══ Passage shown
One element of President Biden’s executive order on cybersecurity establishes a board to investigate major incidents involving government computers in somewhat the way that the National Transportation Safety Board investigates aviation disasters. The two of us, among many others, have been advocating for such a board for many years. The creation of the board is a good first step, possibly as much as can be done without legislative action. But we think that additional action is needed and will magnify the value the board offers.
Section 5 of the order establishes a Cyber Safety Review Board (CSRB) in the Department of Homeland Security. The board “shall review and assess, with respect to significant cyber incidents […] affecting Federal Civilian Executive Branch Information Systems or non-Federal systems, threat activity, vulnerabilities, mitigation activities, and agency responses.” The board will include both government staff and private sector representatives and is charged with protecting information that it collects. The board will convene at the discretion of the president or the secretary of Homeland Security or whenever an entity known as the Cyber Unified Coordination Group is triggered. That group was created during the Obama administration and serves “as the primary method for coordinating between and among Federal agencies in response to a significant cyber incident.”
Under the executive order, the CRSB can investigate incidents that affect civilian agencies and non-federal systems. The order apparently excludes incidents that affect both defense and intelligence agencies. The reviews are similarly broad, and are interestingly framed as reviews, not investigations, but are intended to result in recommendations for improving both practices and policy. Additionally, the order calls for the board to assess if it has the right composition, mission, scope, authorities and sources of information after generating its first report.
We are glad to see this formally mandated reflection on the board’s own work. And more generally, we are excited by the substantive step forward the board represents. We, along with Rob Knake, have been running a National Science Foundation-funded workshop on Adapting Aviation Safety Models to Cybersecurity. We hope to have the workshop report available in time to inform this assessment, and we can also offer up immediate perspective.
════
══ Rows
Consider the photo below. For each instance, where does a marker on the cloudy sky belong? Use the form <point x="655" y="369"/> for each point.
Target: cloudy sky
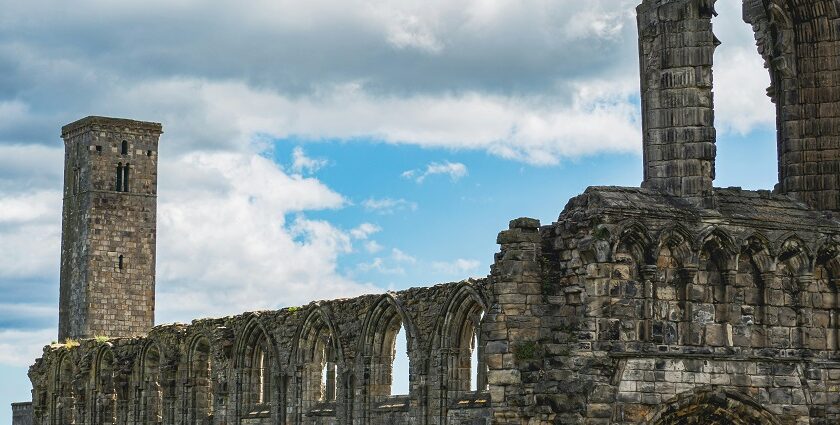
<point x="330" y="148"/>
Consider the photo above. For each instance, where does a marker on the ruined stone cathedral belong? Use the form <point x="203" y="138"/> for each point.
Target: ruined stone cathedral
<point x="673" y="303"/>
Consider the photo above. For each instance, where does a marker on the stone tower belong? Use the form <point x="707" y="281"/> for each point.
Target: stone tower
<point x="676" y="48"/>
<point x="108" y="228"/>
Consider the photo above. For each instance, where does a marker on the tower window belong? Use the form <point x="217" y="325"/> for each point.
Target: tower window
<point x="125" y="178"/>
<point x="118" y="186"/>
<point x="122" y="177"/>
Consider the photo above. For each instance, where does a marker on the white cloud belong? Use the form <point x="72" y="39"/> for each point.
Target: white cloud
<point x="387" y="206"/>
<point x="378" y="265"/>
<point x="401" y="257"/>
<point x="457" y="267"/>
<point x="373" y="247"/>
<point x="225" y="246"/>
<point x="304" y="164"/>
<point x="21" y="347"/>
<point x="364" y="230"/>
<point x="455" y="171"/>
<point x="30" y="231"/>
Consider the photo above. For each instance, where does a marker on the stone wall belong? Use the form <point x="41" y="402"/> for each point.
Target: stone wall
<point x="328" y="362"/>
<point x="676" y="303"/>
<point x="108" y="232"/>
<point x="649" y="302"/>
<point x="676" y="50"/>
<point x="799" y="41"/>
<point x="22" y="413"/>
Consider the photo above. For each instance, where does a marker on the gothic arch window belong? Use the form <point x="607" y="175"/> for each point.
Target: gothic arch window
<point x="827" y="311"/>
<point x="64" y="394"/>
<point x="106" y="399"/>
<point x="460" y="347"/>
<point x="714" y="277"/>
<point x="748" y="297"/>
<point x="672" y="290"/>
<point x="634" y="267"/>
<point x="200" y="402"/>
<point x="126" y="170"/>
<point x="151" y="386"/>
<point x="318" y="358"/>
<point x="793" y="280"/>
<point x="382" y="328"/>
<point x="256" y="364"/>
<point x="118" y="185"/>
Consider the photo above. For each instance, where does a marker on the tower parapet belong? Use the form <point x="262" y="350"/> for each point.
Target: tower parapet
<point x="108" y="228"/>
<point x="676" y="48"/>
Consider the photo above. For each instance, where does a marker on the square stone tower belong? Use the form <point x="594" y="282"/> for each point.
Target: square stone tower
<point x="108" y="228"/>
════
• [What to do]
a. According to the passage on the cyber review board, in which department does the executive order place the Cyber Safety Review Board?
b. Duplicate the portion of the passage on the cyber review board starting with "We are glad" and going on through "up immediate perspective.".

• [Solutions per task]
a. The Department of Homeland Security.

b.
We are glad to see this formally mandated reflection on the board’s own work. And more generally, we are excited by the substantive step forward the board represents. We, along with Rob Knake, have been running a National Science Foundation-funded workshop on Adapting Aviation Safety Models to Cybersecurity. We hope to have the workshop report available in time to inform this assessment, and we can also offer up immediate perspective.